→ **WORK TO DO**: Select every line of the records that contains the string "grass", and copy each one out. Case counts.

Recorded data
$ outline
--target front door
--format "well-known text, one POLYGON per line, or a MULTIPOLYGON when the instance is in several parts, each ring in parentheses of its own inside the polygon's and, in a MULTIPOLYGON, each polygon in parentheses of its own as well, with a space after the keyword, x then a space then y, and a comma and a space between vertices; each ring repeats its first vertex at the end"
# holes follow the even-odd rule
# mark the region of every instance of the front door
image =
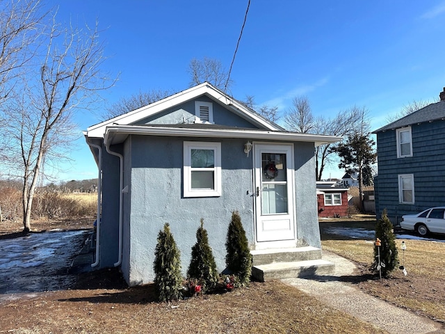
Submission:
POLYGON ((295 239, 293 146, 254 145, 257 241, 295 239))

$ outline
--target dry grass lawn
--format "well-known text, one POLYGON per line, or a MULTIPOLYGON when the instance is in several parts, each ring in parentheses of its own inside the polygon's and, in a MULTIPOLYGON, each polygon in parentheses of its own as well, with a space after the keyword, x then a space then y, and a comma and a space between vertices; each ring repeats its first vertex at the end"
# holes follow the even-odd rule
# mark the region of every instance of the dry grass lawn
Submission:
MULTIPOLYGON (((398 249, 398 259, 407 271, 405 276, 397 269, 391 277, 372 279, 357 283, 366 292, 386 301, 432 319, 445 321, 445 243, 421 240, 404 240, 403 253, 398 249)), ((398 239, 400 245, 402 240, 398 239)), ((357 264, 362 276, 369 275, 373 260, 373 244, 365 240, 325 240, 324 250, 337 253, 357 264)))
MULTIPOLYGON (((93 220, 40 221, 33 226, 39 230, 84 228, 93 220)), ((6 237, 15 228, 3 223, 0 230, 0 237, 6 237)), ((405 242, 408 276, 398 270, 382 280, 368 271, 372 242, 325 240, 323 246, 357 263, 353 283, 363 291, 437 321, 445 319, 445 244, 405 242)), ((3 298, 0 333, 385 333, 278 281, 252 282, 249 288, 168 304, 156 302, 151 285, 127 287, 115 269, 77 278, 70 289, 3 298)))

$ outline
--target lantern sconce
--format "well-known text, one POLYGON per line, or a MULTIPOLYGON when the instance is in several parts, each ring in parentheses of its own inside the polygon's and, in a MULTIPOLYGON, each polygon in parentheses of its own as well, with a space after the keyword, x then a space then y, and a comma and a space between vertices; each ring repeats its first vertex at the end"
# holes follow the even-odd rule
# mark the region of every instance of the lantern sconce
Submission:
POLYGON ((248 141, 248 142, 244 144, 244 153, 248 154, 248 157, 249 157, 249 152, 250 152, 250 150, 252 150, 252 143, 250 143, 249 141, 248 141))

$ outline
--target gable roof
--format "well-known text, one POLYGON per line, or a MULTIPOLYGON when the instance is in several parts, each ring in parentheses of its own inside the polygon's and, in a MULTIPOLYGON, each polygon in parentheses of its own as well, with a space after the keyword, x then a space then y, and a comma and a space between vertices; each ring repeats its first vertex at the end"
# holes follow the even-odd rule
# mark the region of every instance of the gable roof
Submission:
POLYGON ((414 111, 373 132, 373 134, 438 120, 445 120, 445 101, 432 103, 421 109, 419 109, 417 111, 414 111))
MULTIPOLYGON (((307 142, 314 143, 316 146, 335 143, 342 139, 342 137, 337 136, 288 132, 207 82, 124 115, 92 125, 83 134, 88 145, 90 145, 88 139, 95 138, 103 140, 106 147, 123 143, 129 136, 132 134, 307 142), (203 95, 246 119, 256 125, 258 129, 197 123, 138 124, 138 121, 140 120, 203 95)), ((93 154, 95 154, 94 151, 93 154)))
POLYGON ((123 115, 92 125, 87 129, 87 136, 90 138, 104 138, 106 128, 109 125, 129 125, 147 117, 156 115, 164 110, 205 95, 219 103, 234 113, 247 119, 259 129, 270 131, 283 131, 280 126, 273 123, 252 109, 245 106, 236 100, 224 94, 210 84, 204 82, 156 102, 129 111, 123 115))
POLYGON ((287 131, 270 131, 240 127, 218 127, 213 125, 110 125, 106 127, 104 142, 106 146, 123 143, 128 136, 166 136, 206 138, 242 138, 247 140, 275 140, 314 143, 316 146, 341 140, 337 136, 301 134, 287 131))

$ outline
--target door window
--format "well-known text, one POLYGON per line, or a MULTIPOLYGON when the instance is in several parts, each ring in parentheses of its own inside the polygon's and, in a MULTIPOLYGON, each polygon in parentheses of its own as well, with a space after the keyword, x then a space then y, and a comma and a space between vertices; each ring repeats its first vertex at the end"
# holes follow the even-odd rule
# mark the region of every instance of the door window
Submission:
POLYGON ((288 213, 286 154, 261 153, 261 212, 288 213))

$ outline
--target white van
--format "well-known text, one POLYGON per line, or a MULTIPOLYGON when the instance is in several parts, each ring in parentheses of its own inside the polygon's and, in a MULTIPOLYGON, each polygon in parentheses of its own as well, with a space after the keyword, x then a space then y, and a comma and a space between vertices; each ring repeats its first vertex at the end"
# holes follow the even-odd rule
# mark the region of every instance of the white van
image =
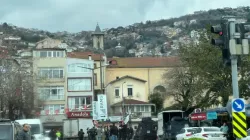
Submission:
POLYGON ((16 120, 19 124, 23 125, 25 123, 31 126, 30 132, 34 136, 34 140, 43 140, 43 125, 39 119, 22 119, 16 120))

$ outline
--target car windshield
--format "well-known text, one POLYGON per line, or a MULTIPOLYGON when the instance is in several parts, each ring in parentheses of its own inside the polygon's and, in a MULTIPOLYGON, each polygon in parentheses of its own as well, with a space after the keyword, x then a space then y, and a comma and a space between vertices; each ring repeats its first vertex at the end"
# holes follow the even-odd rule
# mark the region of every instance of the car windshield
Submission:
POLYGON ((39 124, 30 124, 30 126, 31 126, 30 132, 32 135, 41 134, 39 124))
POLYGON ((204 132, 218 132, 219 128, 204 128, 204 132))
POLYGON ((12 140, 13 130, 11 125, 0 125, 0 140, 12 140))

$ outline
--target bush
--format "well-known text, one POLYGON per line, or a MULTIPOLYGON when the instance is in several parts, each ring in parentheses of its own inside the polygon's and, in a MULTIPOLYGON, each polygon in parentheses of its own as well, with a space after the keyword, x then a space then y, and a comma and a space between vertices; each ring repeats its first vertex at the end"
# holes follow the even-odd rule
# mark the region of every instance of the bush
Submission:
POLYGON ((189 138, 189 139, 185 139, 185 140, 204 140, 202 138, 189 138))

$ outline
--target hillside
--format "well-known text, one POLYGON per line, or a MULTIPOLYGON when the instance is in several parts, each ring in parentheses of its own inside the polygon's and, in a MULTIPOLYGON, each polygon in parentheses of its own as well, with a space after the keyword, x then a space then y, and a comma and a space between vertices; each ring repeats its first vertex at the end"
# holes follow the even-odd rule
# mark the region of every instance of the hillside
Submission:
MULTIPOLYGON (((210 24, 219 24, 221 16, 233 15, 250 20, 249 7, 214 9, 197 11, 179 18, 135 23, 127 27, 105 29, 105 52, 109 57, 142 57, 175 55, 178 43, 199 40, 199 31, 210 24), (120 46, 118 44, 120 43, 120 46)), ((101 27, 101 25, 100 25, 101 27)), ((63 40, 77 51, 93 50, 91 32, 50 33, 38 29, 25 29, 4 23, 0 25, 3 37, 17 36, 21 41, 18 49, 30 47, 46 37, 63 40)), ((1 43, 1 40, 0 40, 1 43)), ((2 44, 0 44, 2 45, 2 44)))

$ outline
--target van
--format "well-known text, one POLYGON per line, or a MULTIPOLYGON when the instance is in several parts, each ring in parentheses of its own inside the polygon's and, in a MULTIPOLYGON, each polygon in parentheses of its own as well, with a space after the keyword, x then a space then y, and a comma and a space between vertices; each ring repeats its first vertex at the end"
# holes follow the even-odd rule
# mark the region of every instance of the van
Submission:
POLYGON ((1 140, 16 140, 18 132, 22 130, 19 123, 9 119, 0 119, 0 136, 1 140))
POLYGON ((34 140, 43 140, 43 125, 39 119, 22 119, 16 120, 19 124, 23 125, 25 123, 31 126, 30 132, 31 135, 34 136, 34 140))

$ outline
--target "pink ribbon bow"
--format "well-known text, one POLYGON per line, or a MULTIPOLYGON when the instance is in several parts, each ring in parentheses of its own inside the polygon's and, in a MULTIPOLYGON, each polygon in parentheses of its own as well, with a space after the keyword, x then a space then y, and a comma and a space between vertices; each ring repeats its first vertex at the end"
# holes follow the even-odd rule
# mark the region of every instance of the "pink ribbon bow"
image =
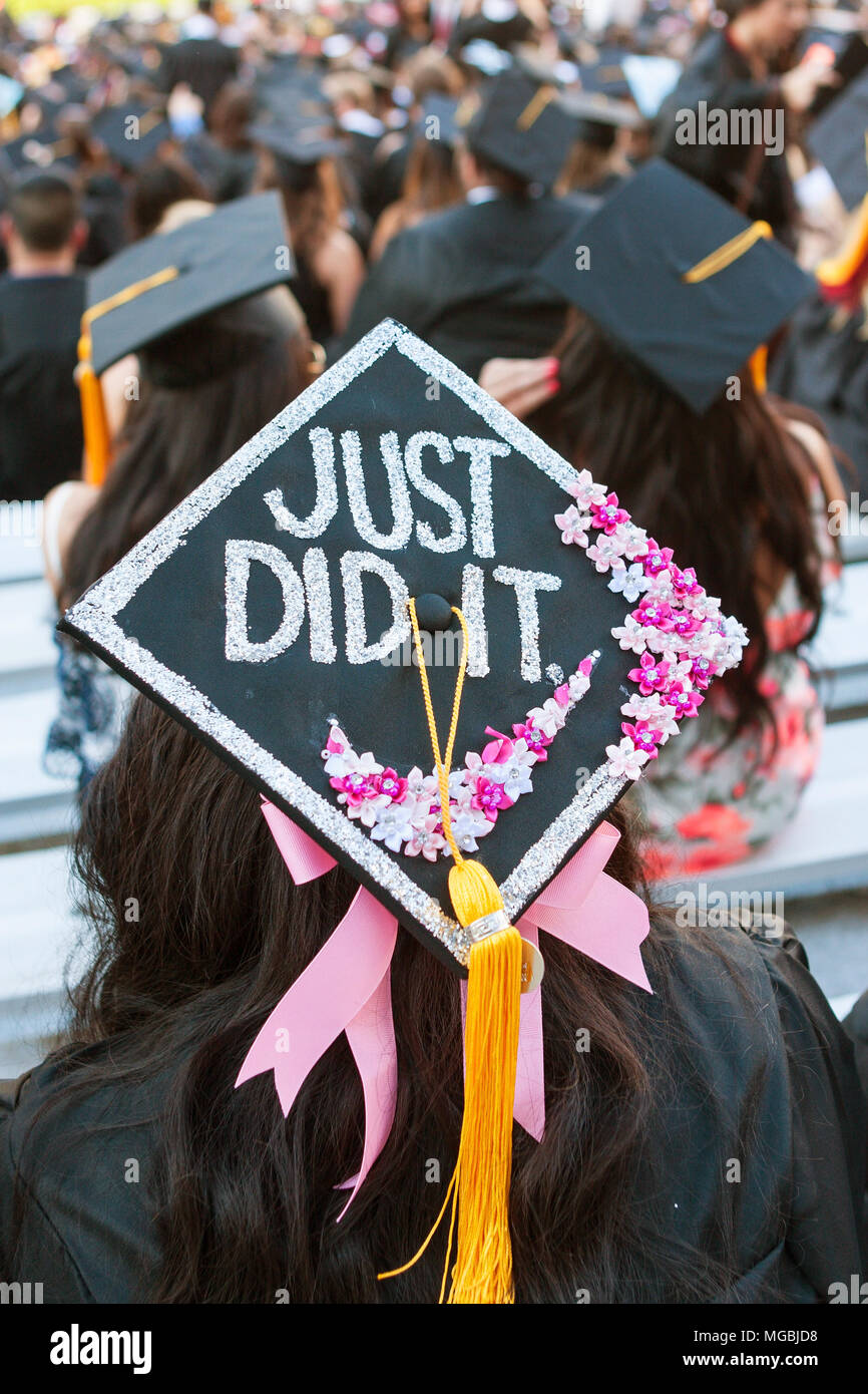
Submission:
MULTIPOLYGON (((295 885, 332 870, 334 859, 280 809, 263 799, 262 813, 295 885)), ((532 944, 538 944, 538 931, 545 930, 651 993, 640 952, 649 928, 648 909, 633 891, 603 871, 619 836, 612 824, 602 822, 525 910, 517 928, 532 944)), ((262 1026, 235 1080, 237 1089, 273 1069, 286 1118, 316 1061, 341 1032, 347 1033, 362 1080, 365 1142, 358 1175, 339 1188, 351 1189, 339 1220, 350 1209, 394 1122, 397 1051, 390 965, 396 938, 396 917, 359 887, 340 924, 262 1026)), ((521 998, 514 1117, 532 1138, 542 1140, 545 1075, 539 991, 521 998)))

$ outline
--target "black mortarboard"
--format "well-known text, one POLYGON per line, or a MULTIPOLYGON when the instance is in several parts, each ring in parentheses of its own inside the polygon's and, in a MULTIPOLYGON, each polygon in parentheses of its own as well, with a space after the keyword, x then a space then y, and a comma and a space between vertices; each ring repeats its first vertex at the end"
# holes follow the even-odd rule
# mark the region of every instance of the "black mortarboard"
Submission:
POLYGON ((557 102, 556 86, 509 71, 485 85, 464 137, 481 159, 528 184, 550 188, 563 169, 574 124, 557 102))
POLYGON ((578 75, 585 92, 605 92, 617 100, 630 98, 630 84, 624 72, 624 49, 599 49, 594 63, 580 63, 578 75))
POLYGON ((284 125, 279 121, 272 124, 256 121, 247 128, 248 139, 255 145, 263 145, 272 155, 287 164, 309 169, 319 160, 341 155, 344 144, 330 134, 323 125, 284 125))
POLYGON ((868 72, 811 124, 807 142, 829 170, 844 206, 861 204, 868 194, 868 72))
POLYGON ((162 110, 125 102, 109 106, 93 117, 93 135, 125 170, 137 170, 171 139, 171 127, 162 110))
POLYGON ((276 191, 127 247, 88 280, 96 374, 223 305, 286 282, 293 266, 276 191))
POLYGON ((573 117, 573 139, 588 145, 612 145, 616 131, 635 130, 642 124, 630 102, 616 102, 605 92, 563 92, 560 105, 573 117))
MULTIPOLYGON (((329 868, 325 848, 372 894, 287 984, 235 1078, 273 1072, 287 1114, 312 1064, 358 1023, 378 1122, 355 1185, 394 1117, 396 921, 467 973, 449 1301, 511 1302, 521 991, 541 977, 535 931, 524 940, 518 920, 709 679, 738 662, 741 627, 613 493, 393 321, 173 509, 61 627, 268 796, 287 864, 304 861, 297 880, 329 868), (451 606, 468 634, 465 682, 461 640, 446 643, 451 606)), ((602 829, 567 873, 555 924, 539 910, 531 923, 567 938, 596 914, 584 951, 648 988, 646 906, 598 880, 614 841, 602 829), (603 905, 598 891, 588 914, 595 888, 603 905)), ((534 1093, 545 1110, 542 1085, 534 1093)))
POLYGON ((422 102, 422 114, 415 125, 417 135, 426 141, 440 141, 453 148, 461 137, 461 128, 456 121, 460 102, 442 92, 429 92, 422 102))
POLYGON ((628 618, 640 591, 626 601, 609 565, 646 549, 614 496, 385 321, 61 627, 191 726, 461 972, 468 938, 447 891, 407 601, 418 599, 433 636, 426 666, 443 744, 460 652, 450 606, 467 620, 453 831, 514 924, 642 763, 642 704, 628 715, 624 704, 666 689, 666 673, 637 657, 641 625, 669 627, 659 652, 687 645, 698 687, 716 661, 734 661, 723 620, 702 647, 676 636, 669 608, 667 619, 641 608, 628 618), (564 545, 577 541, 589 549, 564 545), (626 721, 640 721, 638 736, 626 721))
POLYGON ((815 290, 769 237, 768 224, 751 224, 674 166, 651 160, 536 270, 704 411, 815 290))

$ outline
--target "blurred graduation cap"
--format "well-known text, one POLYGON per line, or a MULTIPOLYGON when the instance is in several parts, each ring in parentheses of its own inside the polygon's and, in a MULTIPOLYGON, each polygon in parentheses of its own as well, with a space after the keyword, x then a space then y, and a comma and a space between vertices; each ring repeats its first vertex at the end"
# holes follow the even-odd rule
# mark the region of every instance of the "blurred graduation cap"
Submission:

→ **RESPONSE**:
--target dry grass lawn
# mark the region of every instance of the dry grass lawn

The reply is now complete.